* REQUIREMENTS *
(a) Reproduce, word for word, the part of the passage on Christian Seder celebrations that opens with the words containing "Congregations that borrow" and closes with "about doing it.".
(b) Take the passage about Christians holding a Seder during Holy Week further, continuing from its final sentence.

* TEXT SEGMENT *
═══

Congregations that borrow or adapt the Jewish Seder for their own devotional purposes on Maundy Thursday during Holy Week need to understand that what they are doing is not a neutral act. Apart from other significant theological and historical objections that should be made to a “Christian Seder,”  [see my previous "Note”] the long, violent and painful story of Christian appropriation of Judaism itself—replacement theology or ‘supersessionism’—should be enough to make us think twice about doing it.

It is no accident that many a medieval pogrom erupted during Holy Week. It was a time rife with anti-Jewish preaching that placed the blame for Jesus’ death on Jews—not just on the ancient Jews, but on all Jews— and, in some cases, directly called for unsparing violence against them. Whenever Christians celebrate a “Christian Seder” that includes or culminates in Holy Communion, it is also chillingly instructive to recall that one of the great medieval slanders against the Jews is that they routinely committed sacrilege against the communion wafer in all kinds of horrific and bloodthirsty ways. This is the history we ineluctably carry with us whenever we do something like celebrate a “Christian Seder.”

═══

* DATA SHOWN *
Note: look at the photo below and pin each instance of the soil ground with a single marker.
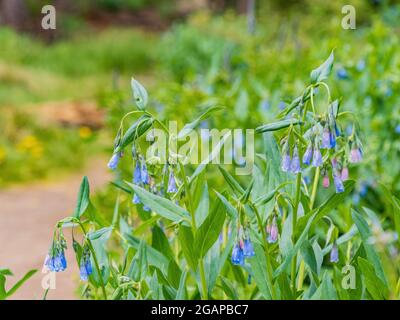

═══

* ANSWERS TO THE EXERCISES *
(a)
Congregations that borrow or adapt the Jewish Seder for their own devotional purposes on Maundy Thursday during Holy Week need to understand that what they are doing is not a neutral act. Apart from other significant theological and historical objections that should be made to a “Christian Seder,”  [see my previous "Note”] the long, violent and painful story of Christian appropriation of Judaism itself—replacement theology or ‘supersessionism’—should be enough to make us think twice about doing it.

(b)
My objection to the “Christian Seder” is not about the potential it has for offending Jews. It has that potential, and it does offend many Jews, and avoiding this offense is a good thing to want to do, and  I do want us to avoid giving it! But the bigger issue for me is the insidious impact it can have on us Christians.

Let’s face it, despite years of interfaith  efforts, many Christians continue to assume reflexively that Christianity has supplanted Judaism in God’s plan and affections. We might not say it that way, but it shows in the way we use certain biblical texts, talk about a God of Love (Christian) and a God of Wrath (the “Old Testament God”), and juxtapose Law and Grace—in these cases and others, the clear implication is that Christianity has not only succeeded Judaism, it has superseded it. 

In their everyday dealings with Jews (if they have such connections), most mainline Christians probably don’t regard the religion of their neighbors, friends and coworkers as inferior to their own; but in church, in the course of hearing scripture and sermons on scripture, during certain liturgical seasons, and in devotional conversations, an old reflex asserts itself. Our inner Marcionite emerges, and as long as no one corrects us, we continue to operate in the universe of stereotype and slander that for centuries made it possible for Christians to see it as a religious duty to defame and slaughter Jews. And the fact that we do so often unwitting makes it all the worse.

This is my point: not only because we have a long history of appropriating Judaism for Christian  ends, making of it a mere preparation for the true faith and regarding its characteristic practices as mere foreshadowings and symbols of the real things, we are still doing it today. The practice of a “Christian Seder” is a prime example of just how unexamined this fraught relationship remains, and thus how easily its consequences could be visited on our neighbors again, even in our enlightened, interfaith, tolerant and inclusive age.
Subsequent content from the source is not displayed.